#### Extrait à lire:
● ● ● ●
Horizons et débats
Case postale 729
CH-8044 Zurich

Tél.: +41-44-350 65 50
Fax: +41-44-350 65 51
Journal favorisant la pensée indépendante, l'éthique et la responsabilité pour le respect et la promotion du droit international, du droit humanitaire et des droits humains Journal favorisant la pensée indépendante, l'éthique et la responsabilité
pour le respect et la promotion du droit international, du droit humanitaire et des droits humains
18 juillet 2016
Impressum



deutsch | english
Horizons et debats  >  archives  >  2011  >  N°42, 23 octobre 2011  >  La démocratie a besoin de fortes personnalités [Imprimer]

La démocratie a besoin de fortes personnalités

Les prochains choix politiques de l’Allemagne

par Karl Müller

Ils étaient 15, les députés du Bundestag allemand, 11 CDU/CSU et 4 FDP, le 29 septembre dernier, à voter autrement que les chefs de leur groupe parlementaire et la majorité de leurs collègues. C’est l’occasion pour nous de réfléchir, une fois de plus, à l’importance du rôle joué par les individus dans l’histoire. Ces 15 députés ont prouvé que l’individu est capable d’agir différemment de ce que «le système», «les médias», «le Parti» leur demandent. Les hommes, y compris les politiques, ne sont pas des machines sans volonté et susceptibles d’être programmées. Ils peuvent et doivent prendre des décisions dans un esprit de liberté et de responsabilité.

Supposons que la majorité absolue du Bundestag, soit 311 députés, se soit prononcée comme ces 15 députés, l’Allemagne se serait opposée à l’extension du FESF, donnant ainsi une autre direction à l’avenir européen. D’autres pays se seraient-ils opposés à l’Allemagne? L’Europe, voire le monde entier, auraient-ils péri? Certainement pas. La règle en vigueur chez les peuples civilisés se serait imposée: on aurait cherché en commun une meilleure solution.
● ● ● ●
#### Exercices:
**1)** Relevez dans l'article les trois instances, placées entre guillemets, qui demandent à l'individu d'agir d'une certaine façon.
**2)** D'après l'article, combien de députés CDU/CSU et combien de députés FDP ont voté autrement que les chefs de leur groupe parlementaire?
Appuyez-vous uniquement sur l'article.
● ● ● ●
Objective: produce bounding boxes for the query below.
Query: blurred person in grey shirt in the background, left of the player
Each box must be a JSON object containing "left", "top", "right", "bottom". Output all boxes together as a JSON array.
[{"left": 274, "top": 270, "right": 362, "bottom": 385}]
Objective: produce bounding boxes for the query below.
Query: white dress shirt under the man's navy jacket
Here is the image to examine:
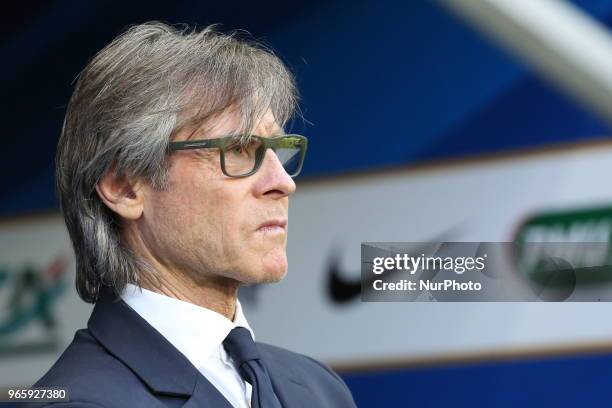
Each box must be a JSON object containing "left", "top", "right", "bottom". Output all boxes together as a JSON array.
[{"left": 121, "top": 284, "right": 255, "bottom": 408}]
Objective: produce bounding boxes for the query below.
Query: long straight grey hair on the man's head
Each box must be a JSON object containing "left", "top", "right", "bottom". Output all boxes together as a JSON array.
[{"left": 56, "top": 22, "right": 298, "bottom": 303}]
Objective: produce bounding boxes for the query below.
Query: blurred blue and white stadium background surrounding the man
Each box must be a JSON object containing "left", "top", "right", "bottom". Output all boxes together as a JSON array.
[{"left": 0, "top": 0, "right": 612, "bottom": 408}]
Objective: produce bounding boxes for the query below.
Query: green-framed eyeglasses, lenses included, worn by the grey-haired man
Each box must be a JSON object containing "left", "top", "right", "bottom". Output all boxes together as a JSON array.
[{"left": 170, "top": 135, "right": 308, "bottom": 177}]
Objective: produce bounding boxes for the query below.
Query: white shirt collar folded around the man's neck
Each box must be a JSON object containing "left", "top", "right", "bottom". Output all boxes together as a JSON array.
[{"left": 121, "top": 284, "right": 255, "bottom": 367}]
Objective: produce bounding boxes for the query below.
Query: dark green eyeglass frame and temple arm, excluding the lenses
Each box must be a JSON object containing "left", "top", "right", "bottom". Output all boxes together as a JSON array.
[{"left": 169, "top": 135, "right": 308, "bottom": 178}]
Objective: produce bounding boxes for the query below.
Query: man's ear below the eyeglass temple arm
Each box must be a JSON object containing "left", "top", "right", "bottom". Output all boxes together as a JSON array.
[{"left": 96, "top": 166, "right": 144, "bottom": 220}]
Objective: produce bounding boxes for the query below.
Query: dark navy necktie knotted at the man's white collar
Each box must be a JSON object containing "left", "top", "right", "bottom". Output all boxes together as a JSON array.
[{"left": 223, "top": 327, "right": 281, "bottom": 408}]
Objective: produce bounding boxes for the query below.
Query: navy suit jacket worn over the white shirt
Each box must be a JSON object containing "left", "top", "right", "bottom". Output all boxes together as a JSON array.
[{"left": 32, "top": 291, "right": 355, "bottom": 408}]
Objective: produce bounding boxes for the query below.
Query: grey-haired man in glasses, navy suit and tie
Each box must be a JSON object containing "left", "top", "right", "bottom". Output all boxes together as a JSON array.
[{"left": 28, "top": 23, "right": 354, "bottom": 408}]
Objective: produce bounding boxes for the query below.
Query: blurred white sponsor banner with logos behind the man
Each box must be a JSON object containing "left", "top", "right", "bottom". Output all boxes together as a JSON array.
[{"left": 0, "top": 141, "right": 612, "bottom": 386}]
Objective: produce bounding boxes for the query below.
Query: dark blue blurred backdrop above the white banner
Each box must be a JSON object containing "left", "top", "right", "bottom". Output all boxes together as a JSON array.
[{"left": 7, "top": 0, "right": 612, "bottom": 216}]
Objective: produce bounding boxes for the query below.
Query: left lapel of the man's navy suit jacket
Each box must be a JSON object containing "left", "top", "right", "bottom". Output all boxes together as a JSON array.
[{"left": 87, "top": 288, "right": 232, "bottom": 408}]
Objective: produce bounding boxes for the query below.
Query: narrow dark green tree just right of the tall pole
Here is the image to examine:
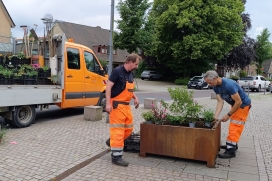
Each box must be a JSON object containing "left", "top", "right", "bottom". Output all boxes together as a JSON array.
[{"left": 113, "top": 0, "right": 152, "bottom": 53}]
● ● ● ●
#### Réponses par exercice:
**1)** «le système», «les médias», «le Parti»

**2)** 11 députés CDU/CSU et 4 députés FDP.